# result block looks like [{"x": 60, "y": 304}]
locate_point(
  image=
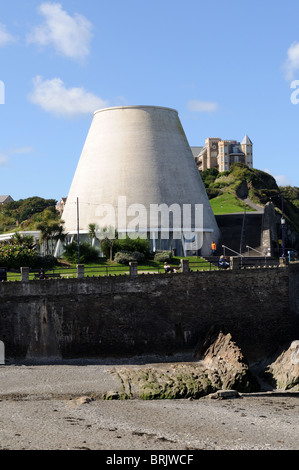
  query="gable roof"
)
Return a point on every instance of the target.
[{"x": 246, "y": 141}]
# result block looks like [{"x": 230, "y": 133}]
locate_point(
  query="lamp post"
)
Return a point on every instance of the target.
[
  {"x": 78, "y": 230},
  {"x": 282, "y": 221}
]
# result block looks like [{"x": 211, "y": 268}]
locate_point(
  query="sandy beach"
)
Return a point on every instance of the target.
[{"x": 58, "y": 407}]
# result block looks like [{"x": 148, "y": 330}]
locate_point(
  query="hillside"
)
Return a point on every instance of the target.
[
  {"x": 232, "y": 191},
  {"x": 25, "y": 214},
  {"x": 229, "y": 192}
]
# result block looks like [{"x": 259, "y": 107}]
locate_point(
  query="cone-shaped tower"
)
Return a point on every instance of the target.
[{"x": 137, "y": 172}]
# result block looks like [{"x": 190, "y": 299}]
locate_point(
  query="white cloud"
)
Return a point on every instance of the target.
[
  {"x": 202, "y": 106},
  {"x": 69, "y": 35},
  {"x": 5, "y": 157},
  {"x": 5, "y": 37},
  {"x": 53, "y": 97},
  {"x": 292, "y": 62}
]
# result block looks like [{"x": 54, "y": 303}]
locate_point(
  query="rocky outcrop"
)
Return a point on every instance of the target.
[
  {"x": 283, "y": 372},
  {"x": 219, "y": 364},
  {"x": 225, "y": 362}
]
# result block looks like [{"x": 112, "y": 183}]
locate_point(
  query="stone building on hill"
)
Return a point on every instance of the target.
[
  {"x": 5, "y": 199},
  {"x": 221, "y": 154}
]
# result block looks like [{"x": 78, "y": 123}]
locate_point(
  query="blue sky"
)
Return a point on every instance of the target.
[{"x": 227, "y": 67}]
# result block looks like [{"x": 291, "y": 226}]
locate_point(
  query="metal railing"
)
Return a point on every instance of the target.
[
  {"x": 233, "y": 251},
  {"x": 108, "y": 270}
]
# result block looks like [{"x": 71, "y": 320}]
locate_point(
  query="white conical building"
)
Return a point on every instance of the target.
[{"x": 137, "y": 174}]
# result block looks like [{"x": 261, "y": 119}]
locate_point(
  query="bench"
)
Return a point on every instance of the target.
[{"x": 47, "y": 276}]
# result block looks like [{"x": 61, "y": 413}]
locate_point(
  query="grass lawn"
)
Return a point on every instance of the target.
[
  {"x": 106, "y": 268},
  {"x": 227, "y": 203}
]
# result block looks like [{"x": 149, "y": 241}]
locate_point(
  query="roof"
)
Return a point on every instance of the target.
[
  {"x": 4, "y": 199},
  {"x": 196, "y": 151},
  {"x": 246, "y": 140}
]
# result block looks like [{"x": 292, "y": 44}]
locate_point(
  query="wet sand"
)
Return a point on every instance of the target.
[{"x": 58, "y": 407}]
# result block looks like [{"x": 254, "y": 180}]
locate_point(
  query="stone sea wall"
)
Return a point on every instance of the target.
[{"x": 149, "y": 314}]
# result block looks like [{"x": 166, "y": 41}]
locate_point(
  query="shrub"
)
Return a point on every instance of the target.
[
  {"x": 46, "y": 262},
  {"x": 88, "y": 253},
  {"x": 16, "y": 256},
  {"x": 125, "y": 257},
  {"x": 132, "y": 245},
  {"x": 162, "y": 256}
]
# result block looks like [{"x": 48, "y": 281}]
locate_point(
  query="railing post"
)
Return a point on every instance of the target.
[
  {"x": 25, "y": 274},
  {"x": 80, "y": 271},
  {"x": 234, "y": 263},
  {"x": 133, "y": 268},
  {"x": 185, "y": 266}
]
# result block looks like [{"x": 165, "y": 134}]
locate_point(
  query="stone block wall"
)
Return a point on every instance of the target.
[{"x": 146, "y": 314}]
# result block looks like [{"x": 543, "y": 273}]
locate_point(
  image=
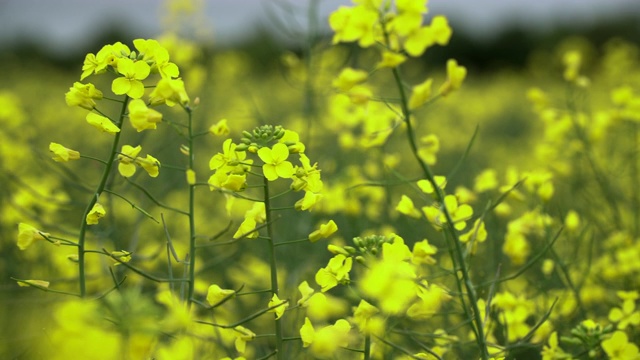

----------

About this exercise:
The records above are to be transcribed exactly, with every picture left out.

Output:
# result block looks like [{"x": 60, "y": 304}]
locate_point(
  image=
  query="gable roof"
)
Return a point on every instance of the target.
[{"x": 246, "y": 141}]
# result block looks like [{"x": 230, "y": 133}]
locate_point(
  query="lamp post"
)
Return a point on every instance of the target.
[
  {"x": 78, "y": 230},
  {"x": 282, "y": 221}
]
# result block looks like [{"x": 211, "y": 268}]
locate_point(
  query="sandy beach"
)
Return a point on every instance of the target.
[{"x": 58, "y": 407}]
# result block looks like [{"x": 148, "y": 330}]
locate_point(
  query="hillside"
)
Return a point on every instance of the target.
[
  {"x": 232, "y": 191},
  {"x": 25, "y": 214},
  {"x": 229, "y": 192}
]
# result block looks like [{"x": 259, "y": 107}]
locate_point(
  query="cone-shaped tower"
)
Return a point on every instance of the target.
[{"x": 137, "y": 172}]
# result block looks like [{"x": 190, "y": 299}]
locate_point(
  query="white cloud"
)
Return a point on every instance of the target.
[
  {"x": 202, "y": 106},
  {"x": 69, "y": 35},
  {"x": 5, "y": 157},
  {"x": 5, "y": 37},
  {"x": 53, "y": 97},
  {"x": 292, "y": 62}
]
# result block looks like [{"x": 54, "y": 303}]
locate_point(
  query="rocky outcrop"
)
Return a point on every instance of the target.
[
  {"x": 283, "y": 372},
  {"x": 219, "y": 364},
  {"x": 225, "y": 362}
]
# result block looks like [{"x": 112, "y": 183}]
locate_point(
  query="stone building on hill"
)
Return a point on every instance of the target.
[
  {"x": 5, "y": 199},
  {"x": 221, "y": 154}
]
# result block looks like [{"x": 78, "y": 123}]
locate_point(
  query="blue sky"
)
Return a point on every instance of the target.
[{"x": 227, "y": 67}]
# result block looks like [{"x": 291, "y": 226}]
locate_point(
  query="metal railing"
)
Return a point on every instance of the target.
[
  {"x": 233, "y": 251},
  {"x": 108, "y": 270}
]
# result block looks like [{"x": 71, "y": 320}]
locate_point(
  query="white conical building"
)
Return a point on every instance of the target.
[{"x": 137, "y": 174}]
# result block looks like [{"x": 261, "y": 119}]
locate_point(
  query="bench"
)
Return a point on every instance of the target.
[{"x": 47, "y": 276}]
# result block looks like [{"x": 61, "y": 413}]
locate_point(
  query="grass lawn"
)
Return a point on every instance of the target.
[
  {"x": 106, "y": 268},
  {"x": 227, "y": 203}
]
# result block looks like [{"x": 149, "y": 241}]
locate_point(
  query="roof"
)
Return a point on every instance of the target.
[
  {"x": 4, "y": 199},
  {"x": 196, "y": 151},
  {"x": 246, "y": 140}
]
# result block looks like [{"x": 292, "y": 44}]
locate_point(
  query="wet sand"
)
Return a point on every instance of the target.
[{"x": 58, "y": 407}]
# result block looks like [{"x": 254, "y": 180}]
locate_point(
  query="stone sea wall"
)
Return a point on every instance of the target.
[{"x": 149, "y": 314}]
# result block looks like [{"x": 166, "y": 41}]
locate_point(
  query="shrub"
)
Return a point on every instance of the target.
[
  {"x": 46, "y": 262},
  {"x": 88, "y": 253},
  {"x": 16, "y": 256},
  {"x": 125, "y": 257},
  {"x": 132, "y": 245},
  {"x": 162, "y": 256}
]
# result block looks like [{"x": 48, "y": 281}]
locate_point(
  query="railing post"
)
Return a point on every instance of the target.
[
  {"x": 25, "y": 274},
  {"x": 80, "y": 271},
  {"x": 234, "y": 263},
  {"x": 133, "y": 268},
  {"x": 185, "y": 266}
]
# result block looks like [{"x": 165, "y": 134}]
locate_point(
  query="stone block wall"
)
Return a point on every instance of the target.
[{"x": 146, "y": 314}]
# result block looks like [{"x": 543, "y": 273}]
locate_point(
  image=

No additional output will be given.